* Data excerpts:
┏━━
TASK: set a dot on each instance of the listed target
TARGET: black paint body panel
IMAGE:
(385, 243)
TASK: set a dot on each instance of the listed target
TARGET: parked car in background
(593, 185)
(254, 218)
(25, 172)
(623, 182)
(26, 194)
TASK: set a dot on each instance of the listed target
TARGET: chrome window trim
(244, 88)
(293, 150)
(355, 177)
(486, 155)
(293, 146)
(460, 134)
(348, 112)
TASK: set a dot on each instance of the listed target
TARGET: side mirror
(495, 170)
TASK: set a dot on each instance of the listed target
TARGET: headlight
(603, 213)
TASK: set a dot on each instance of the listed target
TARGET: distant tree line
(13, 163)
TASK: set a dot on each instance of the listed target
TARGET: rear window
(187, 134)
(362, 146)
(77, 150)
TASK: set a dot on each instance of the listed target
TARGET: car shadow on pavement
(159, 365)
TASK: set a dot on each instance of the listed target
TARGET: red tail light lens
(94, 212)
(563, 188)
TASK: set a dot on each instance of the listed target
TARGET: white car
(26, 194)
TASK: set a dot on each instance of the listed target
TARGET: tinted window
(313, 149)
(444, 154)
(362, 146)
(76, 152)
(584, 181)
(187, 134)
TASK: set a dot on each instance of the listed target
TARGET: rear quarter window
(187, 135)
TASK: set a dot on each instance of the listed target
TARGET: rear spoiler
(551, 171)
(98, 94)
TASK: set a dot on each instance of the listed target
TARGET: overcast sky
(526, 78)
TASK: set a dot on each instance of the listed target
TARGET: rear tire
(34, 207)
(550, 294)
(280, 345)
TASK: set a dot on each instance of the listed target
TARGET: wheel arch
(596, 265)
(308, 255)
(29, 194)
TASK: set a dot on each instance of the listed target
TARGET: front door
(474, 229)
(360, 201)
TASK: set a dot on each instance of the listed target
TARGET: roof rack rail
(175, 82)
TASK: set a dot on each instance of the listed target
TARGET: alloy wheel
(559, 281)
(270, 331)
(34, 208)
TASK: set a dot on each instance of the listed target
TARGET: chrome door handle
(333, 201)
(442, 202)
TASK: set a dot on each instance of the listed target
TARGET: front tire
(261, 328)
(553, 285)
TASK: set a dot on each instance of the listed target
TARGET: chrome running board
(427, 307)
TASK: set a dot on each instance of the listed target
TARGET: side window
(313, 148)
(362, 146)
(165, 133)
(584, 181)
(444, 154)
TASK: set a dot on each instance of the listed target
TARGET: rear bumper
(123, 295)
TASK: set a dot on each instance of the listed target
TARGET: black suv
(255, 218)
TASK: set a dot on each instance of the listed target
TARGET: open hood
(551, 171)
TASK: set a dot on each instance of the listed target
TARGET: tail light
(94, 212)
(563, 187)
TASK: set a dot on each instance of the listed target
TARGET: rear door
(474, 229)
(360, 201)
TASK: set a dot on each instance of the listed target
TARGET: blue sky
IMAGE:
┗━━
Without omission, return all of the records exactly as given.

* Solution to the exercise:
TASK: set a dot on each instance of the listed target
TARGET: black paint body panel
IMAGE:
(385, 243)
TASK: set a dot on each instance of the listed target
TARGET: parked car in background
(593, 185)
(254, 218)
(25, 172)
(623, 182)
(26, 194)
TASK: set a dot on each instance of the listed target
TARGET: chrome window trim
(244, 88)
(293, 150)
(355, 177)
(486, 155)
(293, 146)
(460, 134)
(348, 112)
TASK: set a dot on each instance of the listed target
TARGET: side mirror
(495, 170)
TASK: set a dot on each instance of the listed target
TARGET: headlight
(603, 213)
TASK: set a dot on each instance of the listed target
TARGET: distant tree line
(13, 163)
TASK: set a dot on each instance of the listed target
TARGET: rear window
(187, 134)
(362, 146)
(77, 150)
TASK: set a dot on each instance of the listed target
TARGET: car shadow on pavement
(159, 365)
TASK: set a dot on each instance of the listed target
TARGET: red tail light lens
(94, 212)
(563, 188)
TASK: set a dot on each instance of the listed target
TARGET: white car
(26, 194)
TASK: set a dot on each instance of the listed target
TARGET: tinted window
(313, 149)
(444, 154)
(362, 146)
(76, 152)
(584, 181)
(187, 134)
TASK: set a dot on each instance of the listed target
TARGET: rear quarter window
(187, 135)
TASK: set a dot on each instance of the listed target
TARGET: rear spoiler
(551, 171)
(98, 94)
TASK: set a dot on each instance of the listed target
TARGET: overcast sky
(526, 78)
TASK: set a dot on each instance of the listed target
TARGET: rear tire
(34, 207)
(550, 294)
(280, 345)
TASK: set a dot on each instance of the listed target
TARGET: wheel arch
(596, 265)
(308, 255)
(29, 194)
TASK: set a dot on each instance of the listed target
TARGET: front door
(474, 229)
(360, 201)
TASK: set a dot on each instance of the listed target
TARGET: roof rack rail
(175, 82)
TASK: set a dot on each instance of the listed target
TARGET: alloy wheel
(559, 281)
(270, 331)
(34, 208)
TASK: set a dot on each instance of the listed target
TARGET: chrome door handle
(333, 201)
(442, 202)
TASK: set a dot on each instance of the listed target
TARGET: front tire
(261, 328)
(553, 285)
TASK: set a dot on each instance of the listed target
TARGET: chrome running board
(427, 307)
TASK: set a dot on each instance of the listed target
TARGET: side window
(313, 148)
(362, 146)
(165, 133)
(584, 181)
(444, 154)
TASK: set a dot on each instance of the listed target
TARGET: rear bumper
(123, 295)
TASK: set a dot on each instance of the listed target
TARGET: black suv
(255, 218)
TASK: set a dot on each instance of the listed target
TARGET: open hood
(551, 171)
TASK: set a dot on each instance of the listed target
TARGET: tail light
(94, 212)
(563, 187)
TASK: set a dot on each instance of the listed target
TARGET: rear door
(474, 229)
(360, 201)
TASK: set a dot on each instance of the listed target
TARGET: blue sky
IMAGE:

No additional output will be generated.